:: SOURCE DOCUMENT ::
The book I’ve been working on for more than 30 years, about my adventures practicing medicine in Rome, has been accepted for publication!!! Paul Dry Books in Philadelphia, is planning to bring it out in spring 2019 under the title Dottoressa: An American Woman Doctor In Rome, and hopes to get it published in Italian some time thereafter. Paul Dry is a wonderful small independent publishing house, with focus on the intellectual and the quirky, and I’m proud to be in the company of its authors. The book is entirely independent of the blog – even assiduous blog fans will find it all new material.

Wednesday, May 30, 2018

Pre-Pre-Pre Med

When I was maybe five a doctor friend of my parents, Arthur Shapiro, gave me a stethoscope he was finished with. I was thrilled – not about putting the plugs in my ears and listening, but by having a real object, a fetish from the grownup world. Next to that my toy doctor's kit with its little bottle of pink sugar pills paled by comparison.

:: WORK ORDER 1 ::
Reproduce everything in the blog post about practicing medicine in Rome from "The book I’ve" down to "all new material.", word for word.
:: WORK ORDER 2 ::
Pick up the blog post about practicing medicine in Rome after its last sentence and keep writing it.

:: DATASET EXTRACT ::
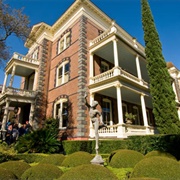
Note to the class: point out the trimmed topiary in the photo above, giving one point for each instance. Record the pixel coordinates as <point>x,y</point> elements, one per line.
<point>88,172</point>
<point>157,167</point>
<point>55,159</point>
<point>16,167</point>
<point>77,159</point>
<point>6,174</point>
<point>31,158</point>
<point>42,171</point>
<point>144,179</point>
<point>125,158</point>
<point>159,153</point>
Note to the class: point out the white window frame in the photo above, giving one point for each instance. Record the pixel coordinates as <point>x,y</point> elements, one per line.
<point>35,54</point>
<point>109,101</point>
<point>66,44</point>
<point>60,115</point>
<point>137,115</point>
<point>123,115</point>
<point>104,64</point>
<point>63,75</point>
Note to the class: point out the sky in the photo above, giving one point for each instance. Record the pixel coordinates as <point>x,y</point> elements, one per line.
<point>126,13</point>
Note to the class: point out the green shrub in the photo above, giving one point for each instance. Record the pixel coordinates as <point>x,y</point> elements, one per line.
<point>6,152</point>
<point>88,172</point>
<point>55,159</point>
<point>40,141</point>
<point>42,171</point>
<point>157,167</point>
<point>167,143</point>
<point>77,158</point>
<point>5,174</point>
<point>125,158</point>
<point>16,167</point>
<point>105,146</point>
<point>31,158</point>
<point>159,153</point>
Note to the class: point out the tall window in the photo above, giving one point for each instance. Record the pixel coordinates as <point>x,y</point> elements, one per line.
<point>35,54</point>
<point>62,73</point>
<point>107,112</point>
<point>64,42</point>
<point>124,109</point>
<point>136,112</point>
<point>61,112</point>
<point>104,67</point>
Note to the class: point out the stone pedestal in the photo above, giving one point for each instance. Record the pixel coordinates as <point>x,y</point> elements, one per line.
<point>97,160</point>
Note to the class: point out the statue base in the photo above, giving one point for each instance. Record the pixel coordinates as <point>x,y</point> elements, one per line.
<point>97,160</point>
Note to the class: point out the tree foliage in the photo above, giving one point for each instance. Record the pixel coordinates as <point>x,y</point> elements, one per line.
<point>12,22</point>
<point>163,97</point>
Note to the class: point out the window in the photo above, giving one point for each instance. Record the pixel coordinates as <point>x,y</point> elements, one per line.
<point>107,112</point>
<point>62,73</point>
<point>136,112</point>
<point>124,109</point>
<point>61,112</point>
<point>104,67</point>
<point>64,42</point>
<point>35,54</point>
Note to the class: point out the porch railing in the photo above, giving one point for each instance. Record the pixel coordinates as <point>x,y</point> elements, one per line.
<point>19,92</point>
<point>129,130</point>
<point>116,71</point>
<point>24,58</point>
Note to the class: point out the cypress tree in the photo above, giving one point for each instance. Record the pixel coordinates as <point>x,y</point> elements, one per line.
<point>163,97</point>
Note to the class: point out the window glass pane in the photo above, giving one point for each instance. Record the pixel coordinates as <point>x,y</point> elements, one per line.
<point>67,67</point>
<point>60,72</point>
<point>65,114</point>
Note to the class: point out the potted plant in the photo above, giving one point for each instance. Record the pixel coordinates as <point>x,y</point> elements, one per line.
<point>130,118</point>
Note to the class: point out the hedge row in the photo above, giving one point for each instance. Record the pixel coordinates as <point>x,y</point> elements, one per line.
<point>142,144</point>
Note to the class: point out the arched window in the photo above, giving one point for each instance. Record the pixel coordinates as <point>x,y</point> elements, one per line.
<point>61,112</point>
<point>124,108</point>
<point>104,67</point>
<point>62,73</point>
<point>136,112</point>
<point>107,112</point>
<point>64,42</point>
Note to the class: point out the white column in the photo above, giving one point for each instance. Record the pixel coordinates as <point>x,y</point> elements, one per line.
<point>12,76</point>
<point>35,81</point>
<point>138,67</point>
<point>119,104</point>
<point>92,132</point>
<point>115,50</point>
<point>5,81</point>
<point>31,114</point>
<point>121,128</point>
<point>144,110</point>
<point>91,67</point>
<point>3,127</point>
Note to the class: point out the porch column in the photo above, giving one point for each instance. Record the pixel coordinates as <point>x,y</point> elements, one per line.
<point>119,104</point>
<point>12,76</point>
<point>92,132</point>
<point>144,110</point>
<point>31,114</point>
<point>91,67</point>
<point>3,127</point>
<point>121,128</point>
<point>35,80</point>
<point>115,49</point>
<point>5,81</point>
<point>138,67</point>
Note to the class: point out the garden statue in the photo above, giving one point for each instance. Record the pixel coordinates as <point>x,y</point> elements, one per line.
<point>97,120</point>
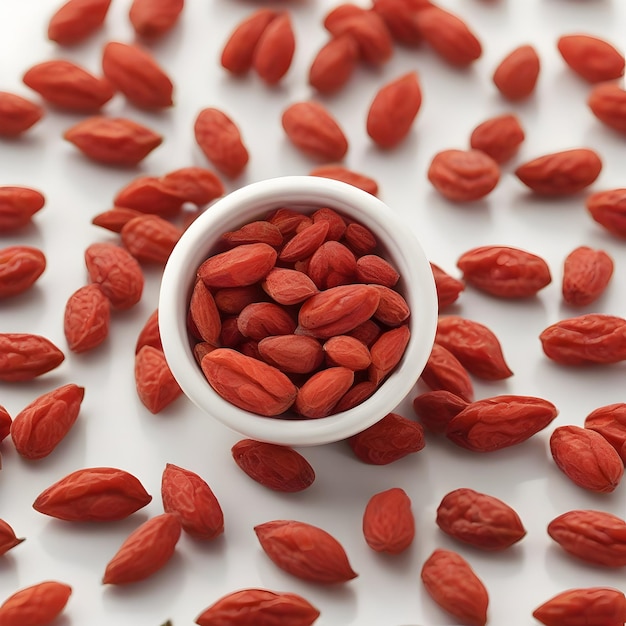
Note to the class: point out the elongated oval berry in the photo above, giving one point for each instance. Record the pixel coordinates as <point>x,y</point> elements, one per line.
<point>40,426</point>
<point>135,73</point>
<point>188,496</point>
<point>287,286</point>
<point>337,310</point>
<point>305,242</point>
<point>398,16</point>
<point>393,110</point>
<point>5,423</point>
<point>454,586</point>
<point>479,519</point>
<point>252,607</point>
<point>517,73</point>
<point>387,351</point>
<point>93,494</point>
<point>17,115</point>
<point>345,175</point>
<point>436,408</point>
<point>248,383</point>
<point>607,101</point>
<point>388,440</point>
<point>86,318</point>
<point>36,605</point>
<point>474,345</point>
<point>76,20</point>
<point>150,238</point>
<point>388,522</point>
<point>561,173</point>
<point>114,141</point>
<point>448,287</point>
<point>197,185</point>
<point>499,422</point>
<point>449,36</point>
<point>586,458</point>
<point>445,371</point>
<point>597,537</point>
<point>145,551</point>
<point>220,140</point>
<point>586,339</point>
<point>500,137</point>
<point>117,272</point>
<point>274,50</point>
<point>294,354</point>
<point>8,538</point>
<point>149,194</point>
<point>305,551</point>
<point>241,266</point>
<point>582,607</point>
<point>18,205</point>
<point>152,19</point>
<point>610,421</point>
<point>280,468</point>
<point>586,275</point>
<point>504,271</point>
<point>347,351</point>
<point>149,335</point>
<point>463,175</point>
<point>24,356</point>
<point>115,218</point>
<point>69,86</point>
<point>592,58</point>
<point>156,386</point>
<point>334,64</point>
<point>313,130</point>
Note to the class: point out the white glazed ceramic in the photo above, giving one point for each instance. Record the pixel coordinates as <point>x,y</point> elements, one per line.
<point>255,201</point>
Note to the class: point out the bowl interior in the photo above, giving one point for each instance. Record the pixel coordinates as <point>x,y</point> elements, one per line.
<point>307,193</point>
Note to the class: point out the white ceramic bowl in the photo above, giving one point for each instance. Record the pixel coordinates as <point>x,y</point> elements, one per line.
<point>255,201</point>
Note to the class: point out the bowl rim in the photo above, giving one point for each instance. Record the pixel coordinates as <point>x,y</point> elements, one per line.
<point>258,198</point>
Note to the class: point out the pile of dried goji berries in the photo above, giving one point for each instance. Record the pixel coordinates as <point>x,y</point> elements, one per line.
<point>493,492</point>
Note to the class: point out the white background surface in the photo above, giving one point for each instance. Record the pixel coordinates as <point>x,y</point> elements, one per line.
<point>115,429</point>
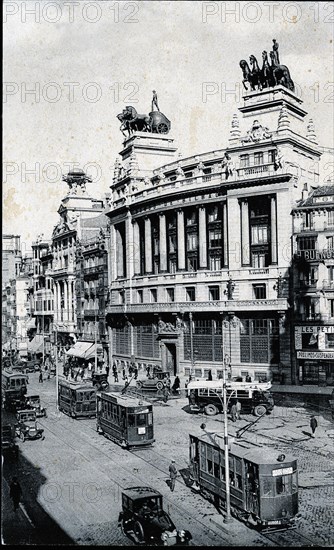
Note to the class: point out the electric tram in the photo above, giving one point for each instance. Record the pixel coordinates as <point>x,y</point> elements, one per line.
<point>77,399</point>
<point>126,420</point>
<point>263,482</point>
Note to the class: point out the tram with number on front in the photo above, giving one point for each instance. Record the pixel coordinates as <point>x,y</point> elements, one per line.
<point>207,396</point>
<point>126,420</point>
<point>14,388</point>
<point>77,399</point>
<point>263,483</point>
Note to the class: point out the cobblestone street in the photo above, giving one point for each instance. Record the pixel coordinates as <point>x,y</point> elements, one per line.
<point>76,475</point>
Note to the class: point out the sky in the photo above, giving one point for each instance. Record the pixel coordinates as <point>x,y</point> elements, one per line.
<point>71,66</point>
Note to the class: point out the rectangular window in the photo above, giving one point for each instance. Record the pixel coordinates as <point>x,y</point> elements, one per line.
<point>259,291</point>
<point>214,293</point>
<point>258,158</point>
<point>192,241</point>
<point>259,234</point>
<point>244,161</point>
<point>330,219</point>
<point>170,294</point>
<point>190,294</point>
<point>215,238</point>
<point>259,259</point>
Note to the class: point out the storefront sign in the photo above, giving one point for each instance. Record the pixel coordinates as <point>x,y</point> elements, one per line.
<point>282,471</point>
<point>310,255</point>
<point>315,354</point>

:: RESPONSE AREA 1 ::
The book I’ve been working on for more than 30 years, about my adventures practicing medicine in Rome, has been accepted for publication!!! Paul Dry Books in Philadelphia, is planning to bring it out in spring 2019 under the title Dottoressa: An American Woman Doctor In Rome, and hopes to get it published in Italian some time thereafter. Paul Dry is a wonderful small independent publishing house, with focus on the intellectual and the quirky, and I’m proud to be in the company of its authors. The book is entirely independent of the blog – even assiduous blog fans will find it all new material.

:: RESPONSE AREA 2 ::
Drawing by Suzanne Dunaway
For checkups my brother and I would get driven all the way from Flushing across the 59th Street Bridge to the pediatrics department in the white towers of New York Hospital. All I remember about Dr. Fraad* is he once reassured my mother about my baby toenail that she thought was growing in funny. Sixty years later I showed her the same toenail and she was still unconvinced.

Most of the time I kind of liked being sick. Sickness turned on my mother’s Fair Illness Code. You got to eat apple sauce with pills crushed up inside, if you had a fever of 100° you got to stay home from school, and after the fever was gone you had a right to one extra day at home. Once during a high fever I hallucinated climbing a huge mountain without ever getting to the top, like Sisyphus with his stone, and I remember I considered it great fun – delirium as a natural psychedelic.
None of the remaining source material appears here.